Exercise: Rescale the rows from the start through the line containing "117,119,206,139", inclusive, and give them all again, including the requests. Multiply every bounding-box coordinate in the answers by 2.5 and round to whole numbers with halves rounded up, and leave the picture out.

Supplied data:
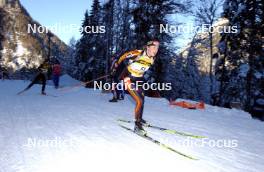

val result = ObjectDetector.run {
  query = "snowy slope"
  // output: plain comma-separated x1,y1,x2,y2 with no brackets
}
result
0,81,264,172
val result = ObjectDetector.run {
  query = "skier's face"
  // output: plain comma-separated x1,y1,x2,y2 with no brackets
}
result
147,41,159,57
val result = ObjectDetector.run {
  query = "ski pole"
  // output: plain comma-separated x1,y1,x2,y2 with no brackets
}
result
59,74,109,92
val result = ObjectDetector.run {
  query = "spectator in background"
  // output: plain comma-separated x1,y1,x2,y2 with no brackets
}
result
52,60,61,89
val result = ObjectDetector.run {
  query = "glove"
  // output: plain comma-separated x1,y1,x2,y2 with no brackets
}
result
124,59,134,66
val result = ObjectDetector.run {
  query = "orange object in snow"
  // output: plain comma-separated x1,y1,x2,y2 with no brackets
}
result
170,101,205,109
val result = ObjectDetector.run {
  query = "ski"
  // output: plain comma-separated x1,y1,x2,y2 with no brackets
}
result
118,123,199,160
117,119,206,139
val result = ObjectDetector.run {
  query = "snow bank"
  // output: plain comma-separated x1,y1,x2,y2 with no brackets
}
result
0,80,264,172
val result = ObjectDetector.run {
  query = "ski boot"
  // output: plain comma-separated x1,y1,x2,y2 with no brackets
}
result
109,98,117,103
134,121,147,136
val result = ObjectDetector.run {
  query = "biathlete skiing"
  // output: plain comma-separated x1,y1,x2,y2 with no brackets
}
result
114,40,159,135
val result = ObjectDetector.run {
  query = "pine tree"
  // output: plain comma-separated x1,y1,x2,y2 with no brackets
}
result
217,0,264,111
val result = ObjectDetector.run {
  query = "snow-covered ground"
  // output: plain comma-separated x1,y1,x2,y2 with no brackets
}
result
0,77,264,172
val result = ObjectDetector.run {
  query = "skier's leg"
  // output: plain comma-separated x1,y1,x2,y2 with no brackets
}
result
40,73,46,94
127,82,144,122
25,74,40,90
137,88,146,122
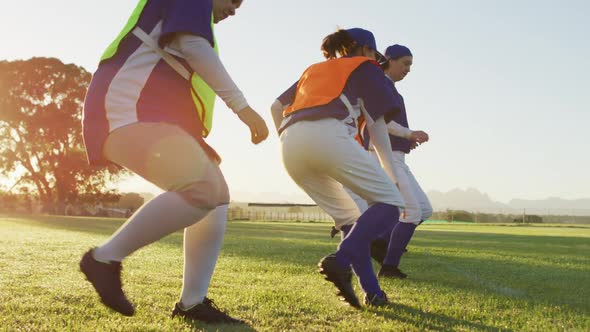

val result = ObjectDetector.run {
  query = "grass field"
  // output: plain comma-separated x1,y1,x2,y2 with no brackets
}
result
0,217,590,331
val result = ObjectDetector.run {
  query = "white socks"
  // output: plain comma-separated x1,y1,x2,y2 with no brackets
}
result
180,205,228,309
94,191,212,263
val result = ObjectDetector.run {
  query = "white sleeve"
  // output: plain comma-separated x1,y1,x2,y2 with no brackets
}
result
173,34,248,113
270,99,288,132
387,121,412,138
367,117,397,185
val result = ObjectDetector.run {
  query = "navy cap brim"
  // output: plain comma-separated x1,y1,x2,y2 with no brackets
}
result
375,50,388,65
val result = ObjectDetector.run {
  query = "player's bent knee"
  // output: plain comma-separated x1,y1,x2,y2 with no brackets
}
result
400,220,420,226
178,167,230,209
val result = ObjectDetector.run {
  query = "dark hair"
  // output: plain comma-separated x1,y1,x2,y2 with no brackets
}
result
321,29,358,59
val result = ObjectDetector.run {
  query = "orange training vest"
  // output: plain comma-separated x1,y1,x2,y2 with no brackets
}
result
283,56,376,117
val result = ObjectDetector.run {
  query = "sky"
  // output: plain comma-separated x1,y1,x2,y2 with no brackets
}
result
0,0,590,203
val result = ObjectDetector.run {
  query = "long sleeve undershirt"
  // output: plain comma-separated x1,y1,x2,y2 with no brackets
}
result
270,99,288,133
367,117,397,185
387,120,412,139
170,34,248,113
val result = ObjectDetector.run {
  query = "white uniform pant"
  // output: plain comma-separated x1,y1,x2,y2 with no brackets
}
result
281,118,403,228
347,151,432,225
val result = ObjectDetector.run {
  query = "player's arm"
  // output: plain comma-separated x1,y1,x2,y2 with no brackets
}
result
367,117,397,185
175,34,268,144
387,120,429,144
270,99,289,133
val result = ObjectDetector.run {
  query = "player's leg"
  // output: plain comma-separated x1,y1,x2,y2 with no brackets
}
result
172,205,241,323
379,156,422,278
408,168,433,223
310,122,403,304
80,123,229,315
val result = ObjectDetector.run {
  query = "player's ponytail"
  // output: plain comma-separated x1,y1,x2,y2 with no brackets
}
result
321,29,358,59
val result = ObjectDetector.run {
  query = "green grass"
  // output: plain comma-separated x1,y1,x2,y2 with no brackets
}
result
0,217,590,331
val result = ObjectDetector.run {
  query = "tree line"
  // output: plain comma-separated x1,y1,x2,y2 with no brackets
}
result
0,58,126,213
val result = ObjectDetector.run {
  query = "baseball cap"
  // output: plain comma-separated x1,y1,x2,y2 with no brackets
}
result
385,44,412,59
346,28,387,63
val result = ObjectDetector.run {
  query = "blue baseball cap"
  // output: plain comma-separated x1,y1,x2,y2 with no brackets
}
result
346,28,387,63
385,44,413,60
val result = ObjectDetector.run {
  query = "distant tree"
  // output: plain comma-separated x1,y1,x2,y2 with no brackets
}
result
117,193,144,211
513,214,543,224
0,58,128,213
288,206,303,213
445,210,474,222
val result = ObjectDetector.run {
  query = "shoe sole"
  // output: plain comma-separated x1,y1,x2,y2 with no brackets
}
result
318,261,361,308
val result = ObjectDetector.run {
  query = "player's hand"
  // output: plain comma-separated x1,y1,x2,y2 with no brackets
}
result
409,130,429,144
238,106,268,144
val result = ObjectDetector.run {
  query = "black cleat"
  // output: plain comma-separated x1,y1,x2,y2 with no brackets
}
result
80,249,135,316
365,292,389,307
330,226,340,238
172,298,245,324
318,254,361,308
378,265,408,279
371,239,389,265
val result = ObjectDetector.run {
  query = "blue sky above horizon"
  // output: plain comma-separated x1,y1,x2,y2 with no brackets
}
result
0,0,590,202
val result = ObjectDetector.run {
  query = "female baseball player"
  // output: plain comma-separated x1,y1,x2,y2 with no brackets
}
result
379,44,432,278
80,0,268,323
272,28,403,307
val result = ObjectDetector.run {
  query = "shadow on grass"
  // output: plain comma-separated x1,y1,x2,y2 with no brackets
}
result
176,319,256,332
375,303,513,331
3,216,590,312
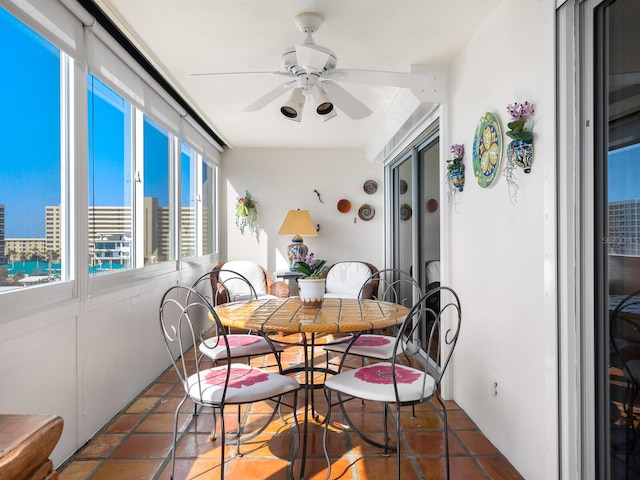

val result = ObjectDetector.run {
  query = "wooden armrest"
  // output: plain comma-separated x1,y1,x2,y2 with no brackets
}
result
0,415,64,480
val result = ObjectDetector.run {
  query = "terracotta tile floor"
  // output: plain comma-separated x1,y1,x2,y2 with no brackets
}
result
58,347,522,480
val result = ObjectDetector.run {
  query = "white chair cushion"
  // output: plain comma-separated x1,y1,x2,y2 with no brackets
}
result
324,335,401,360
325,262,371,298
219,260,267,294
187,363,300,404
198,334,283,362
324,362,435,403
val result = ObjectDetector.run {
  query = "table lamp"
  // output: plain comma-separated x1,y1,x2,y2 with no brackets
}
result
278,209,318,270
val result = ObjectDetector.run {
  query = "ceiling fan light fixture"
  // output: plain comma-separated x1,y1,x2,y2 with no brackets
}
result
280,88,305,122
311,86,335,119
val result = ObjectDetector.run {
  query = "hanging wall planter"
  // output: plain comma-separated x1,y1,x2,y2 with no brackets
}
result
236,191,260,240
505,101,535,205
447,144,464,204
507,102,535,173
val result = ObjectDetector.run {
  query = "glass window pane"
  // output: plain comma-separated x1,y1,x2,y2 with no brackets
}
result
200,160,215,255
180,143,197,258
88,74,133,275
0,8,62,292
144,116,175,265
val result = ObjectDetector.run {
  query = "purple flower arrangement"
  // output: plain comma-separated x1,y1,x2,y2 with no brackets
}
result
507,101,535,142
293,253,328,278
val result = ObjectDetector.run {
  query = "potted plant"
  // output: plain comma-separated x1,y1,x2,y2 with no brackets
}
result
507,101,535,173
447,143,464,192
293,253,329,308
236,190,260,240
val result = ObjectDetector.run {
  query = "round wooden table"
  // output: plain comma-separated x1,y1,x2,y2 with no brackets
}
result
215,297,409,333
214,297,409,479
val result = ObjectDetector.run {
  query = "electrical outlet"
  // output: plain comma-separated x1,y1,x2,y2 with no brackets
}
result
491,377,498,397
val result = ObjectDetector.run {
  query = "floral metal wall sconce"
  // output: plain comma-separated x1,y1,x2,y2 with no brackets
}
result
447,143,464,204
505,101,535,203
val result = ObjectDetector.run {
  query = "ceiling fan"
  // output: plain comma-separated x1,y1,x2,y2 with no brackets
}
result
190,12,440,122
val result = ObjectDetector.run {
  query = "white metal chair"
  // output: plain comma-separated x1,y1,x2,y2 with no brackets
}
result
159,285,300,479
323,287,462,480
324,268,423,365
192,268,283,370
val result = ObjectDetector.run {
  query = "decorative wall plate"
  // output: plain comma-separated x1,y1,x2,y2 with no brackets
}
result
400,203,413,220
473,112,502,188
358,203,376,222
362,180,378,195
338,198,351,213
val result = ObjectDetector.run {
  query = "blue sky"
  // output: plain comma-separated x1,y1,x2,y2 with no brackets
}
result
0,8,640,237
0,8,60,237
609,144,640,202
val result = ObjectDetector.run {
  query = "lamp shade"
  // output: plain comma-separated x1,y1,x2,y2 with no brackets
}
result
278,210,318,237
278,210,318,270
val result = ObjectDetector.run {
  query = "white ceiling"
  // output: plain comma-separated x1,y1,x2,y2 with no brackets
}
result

Exercise answer:
val result = ObjectDetector.run {
  query = "snowy slope"
  // output: plain comma-separated x1,y1,x2,y2 with no brackets
}
result
0,203,660,430
val result = ObjectDetector.run {
  query = "skier's face"
  // output: plain comma-separated x1,y1,x2,y2 with no brackets
}
result
368,103,398,143
val result = ObjectDetector.run {
  query = "ski pole"
  // output: plain comma-separated x1,y1,x2,y2 with no brackets
}
result
148,185,273,230
val result = ObjectDetector.run {
  query = "spectator in background"
  // output: plain comma-separated x1,y1,x2,y2 with no brackets
}
result
130,150,153,223
val result = ObjectDetector.run {
  query = "glove"
  // output: plain comma-separated x1,y1,x2,y2 with no brackets
}
result
310,148,335,165
val result = ObjectDetector.run {
  query = "orange object in snow"
  // output: plain comma-separated x1,y1,x2,y2 with no brackets
}
result
425,253,513,273
val result = ObjectDetector.run {
  query = "ski"
  // output: plain comma-separated x1,y1,x2,y2 with no brackets
}
result
295,308,498,400
293,298,515,348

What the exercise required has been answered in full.